BEGIN Provided records

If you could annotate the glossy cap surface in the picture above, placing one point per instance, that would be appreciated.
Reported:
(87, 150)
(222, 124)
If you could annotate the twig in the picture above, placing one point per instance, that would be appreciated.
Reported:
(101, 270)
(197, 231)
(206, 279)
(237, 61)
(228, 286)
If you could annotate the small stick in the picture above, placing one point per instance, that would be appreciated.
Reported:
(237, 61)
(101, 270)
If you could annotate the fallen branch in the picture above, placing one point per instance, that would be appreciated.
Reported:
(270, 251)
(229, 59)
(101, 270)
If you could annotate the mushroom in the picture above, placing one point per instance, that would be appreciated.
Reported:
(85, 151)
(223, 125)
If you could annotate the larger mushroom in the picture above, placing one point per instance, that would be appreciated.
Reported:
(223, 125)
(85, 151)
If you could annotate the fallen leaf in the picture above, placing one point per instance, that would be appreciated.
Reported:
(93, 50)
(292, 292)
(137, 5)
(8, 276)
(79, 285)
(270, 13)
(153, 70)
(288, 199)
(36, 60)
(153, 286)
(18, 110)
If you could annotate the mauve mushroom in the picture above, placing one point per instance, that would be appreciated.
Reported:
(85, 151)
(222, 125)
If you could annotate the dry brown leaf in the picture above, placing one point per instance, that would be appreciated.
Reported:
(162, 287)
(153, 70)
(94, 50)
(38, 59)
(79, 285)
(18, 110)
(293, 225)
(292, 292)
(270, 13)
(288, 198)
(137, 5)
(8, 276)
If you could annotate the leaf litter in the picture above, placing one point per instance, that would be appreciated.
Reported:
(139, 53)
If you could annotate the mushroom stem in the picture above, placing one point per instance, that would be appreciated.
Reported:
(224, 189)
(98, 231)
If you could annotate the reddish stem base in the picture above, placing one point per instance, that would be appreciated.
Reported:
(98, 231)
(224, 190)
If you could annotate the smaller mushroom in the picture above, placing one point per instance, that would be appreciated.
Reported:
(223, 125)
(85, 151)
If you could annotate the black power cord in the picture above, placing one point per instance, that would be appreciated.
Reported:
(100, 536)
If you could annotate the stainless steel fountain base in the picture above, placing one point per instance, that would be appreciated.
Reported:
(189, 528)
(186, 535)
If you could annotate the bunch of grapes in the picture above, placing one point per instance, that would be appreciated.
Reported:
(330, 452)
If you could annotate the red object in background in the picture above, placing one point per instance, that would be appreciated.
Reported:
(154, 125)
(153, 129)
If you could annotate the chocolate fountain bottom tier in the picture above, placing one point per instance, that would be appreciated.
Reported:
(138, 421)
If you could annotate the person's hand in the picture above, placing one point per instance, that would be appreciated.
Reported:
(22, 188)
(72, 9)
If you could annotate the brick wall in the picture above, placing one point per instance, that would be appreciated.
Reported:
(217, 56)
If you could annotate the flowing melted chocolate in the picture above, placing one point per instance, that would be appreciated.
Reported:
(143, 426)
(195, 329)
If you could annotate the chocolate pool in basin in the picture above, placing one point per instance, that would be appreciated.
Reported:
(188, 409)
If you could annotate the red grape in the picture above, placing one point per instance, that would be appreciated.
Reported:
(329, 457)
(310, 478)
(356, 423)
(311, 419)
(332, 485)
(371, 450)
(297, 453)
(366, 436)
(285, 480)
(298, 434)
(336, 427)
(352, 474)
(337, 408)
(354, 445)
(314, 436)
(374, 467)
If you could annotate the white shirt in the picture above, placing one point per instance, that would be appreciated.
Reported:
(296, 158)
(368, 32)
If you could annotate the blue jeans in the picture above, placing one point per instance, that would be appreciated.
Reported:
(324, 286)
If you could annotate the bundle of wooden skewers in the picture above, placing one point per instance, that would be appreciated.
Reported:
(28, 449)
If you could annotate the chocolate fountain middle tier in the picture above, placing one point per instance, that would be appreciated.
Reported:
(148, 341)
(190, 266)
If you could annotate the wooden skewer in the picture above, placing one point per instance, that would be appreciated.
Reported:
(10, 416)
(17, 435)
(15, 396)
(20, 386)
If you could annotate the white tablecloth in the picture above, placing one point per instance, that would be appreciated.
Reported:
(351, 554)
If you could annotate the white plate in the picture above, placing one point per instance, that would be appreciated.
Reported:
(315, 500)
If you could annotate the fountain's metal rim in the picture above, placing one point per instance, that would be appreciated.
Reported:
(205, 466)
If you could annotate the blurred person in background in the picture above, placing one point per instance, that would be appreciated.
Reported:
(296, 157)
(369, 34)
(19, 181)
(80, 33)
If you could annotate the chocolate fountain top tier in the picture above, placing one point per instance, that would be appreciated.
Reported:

END Provided records

Work to be completed
All the lines above should be written out once more, exactly.

Task output
If you could annotate the glossy cap surface in the picture above, placing one point per instance, that would be appreciated.
Reported:
(87, 150)
(222, 124)
If you could annotate the twig in the picture above, placing one point per instance, that would be appreciated.
Reported:
(101, 270)
(197, 231)
(206, 279)
(237, 61)
(228, 286)
If you could annotate the small stick in the picture above, placing one point per instance, that would be appreciated.
Reported:
(237, 61)
(101, 270)
If you could annotate the fallen branch in the picture above, placing one point per instance, that would be appreciated.
Reported:
(270, 251)
(229, 59)
(101, 270)
If you could annotate the mushroom in the picture above, placing one point per instance, that would be appreciated.
Reported:
(85, 151)
(223, 125)
If you could annotate the larger mushroom in the picture above, placing one point per instance, that would be appreciated.
Reported:
(223, 125)
(85, 151)
If you could annotate the fallen leaf in the picture above, placing one point per instance, that would be appreciated.
Reported:
(93, 50)
(292, 292)
(137, 5)
(8, 276)
(79, 285)
(270, 13)
(153, 70)
(288, 199)
(36, 60)
(153, 286)
(18, 110)
If you could annotate the mauve mushroom in the picture above, placing one point per instance, that would be appreciated.
Reported:
(85, 151)
(222, 125)
If you could annotate the dry brown leaf in the picture above, placing one point per instance, that would be appreciated.
Reported:
(162, 287)
(153, 70)
(94, 50)
(38, 59)
(79, 285)
(18, 110)
(293, 225)
(292, 292)
(270, 13)
(288, 198)
(137, 5)
(8, 276)
If you could annotate the leaf litter in the picture above, placing one point per instance, that would be appreciated.
Reported:
(139, 53)
If you could annotate the mushroom stem in the picture above, placing one point per instance, that would be appreciated.
Reported:
(224, 189)
(98, 231)
If you could annotate the reddish stem base in the picture above, placing one point per instance, that would be appreciated.
Reported:
(98, 231)
(224, 190)
If you could annotate the smaller mushroom in the picture above, placing one point per instance, that would be appreciated.
Reported:
(223, 125)
(85, 151)
If you could annotate the black power cord in the picture above, placing one point per instance, that would be appreciated.
Reported:
(100, 536)
If you could annotate the stainless steel fountain base in the picture above, placing one point per instance, that would be appreciated.
Reported:
(189, 528)
(186, 535)
If you could annotate the bunch of grapes in the picture above, placing one point per instance, that would be appreciated.
Reported:
(330, 452)
If you could annotate the red object in background in the picture above, placing one point per instance, that would be appreciated.
Reported:
(154, 125)
(153, 129)
If you could annotate the chocolate fountain bottom tier in the picture above, placing one point per instance, that would be appreciated.
Reported:
(138, 421)
If you could annotate the person's hand in the picture above, placing one point per instance, that would be appreciated.
Reported:
(22, 188)
(72, 9)
If you could annotate the brick wall in the picture above, placing one point per instance, that would be appreciated.
Reported:
(217, 56)
If you could annotate the flowing melted chocolate in the picture above, placing one point per instance, that would be appreciated.
Reported:
(143, 426)
(195, 329)
If you could annotate the chocolate pool in basin in the picture above, placing one point per instance, that would be appreciated.
Reported:
(188, 409)
If you could annotate the red grape in the picture above, placing one point per instance, that would be appreciated.
Reported:
(329, 457)
(310, 478)
(356, 423)
(311, 419)
(332, 485)
(371, 450)
(297, 453)
(366, 436)
(285, 480)
(298, 434)
(336, 427)
(352, 474)
(337, 408)
(354, 445)
(314, 436)
(374, 467)
If you could annotate the white shirt in the picture above, placing one point per instance, that would be appreciated.
Reported:
(296, 158)
(368, 32)
If you could annotate the blue jeans in the picture above, placing one point per instance, that would be appreciated.
Reported:
(324, 286)
If you could annotate the bundle of wooden skewers in the picture above, placing one point per instance, that would be appreciated.
Reported:
(28, 449)
If you could annotate the chocolate fountain middle tier in the picture above, placing one point per instance, that would be appreciated.
Reported:
(148, 341)
(190, 266)
If you could annotate the wooden skewer in the picture above, placing one point per instance, that would be appreciated.
Reported:
(10, 416)
(17, 435)
(15, 396)
(20, 386)
If you could annotate the white tablecloth in the picture above, placing one point per instance, that would be appreciated.
Reported:
(351, 554)
If you could annotate the white plate in the picture above, placing one point per instance, that would be appreciated.
Reported:
(315, 500)
If you could annotate the fountain's metal rim in the picture above, placing one point per instance, that would be appreciated.
Reported:
(205, 466)
If you could annotate the blurred person in background in the picture above, placing one point per instance, that would be appreciated.
Reported:
(296, 157)
(369, 34)
(19, 181)
(80, 33)
If you could annotate the chocolate fountain top tier in the picture above, placing one point per instance, that would be appreciated.
Reported:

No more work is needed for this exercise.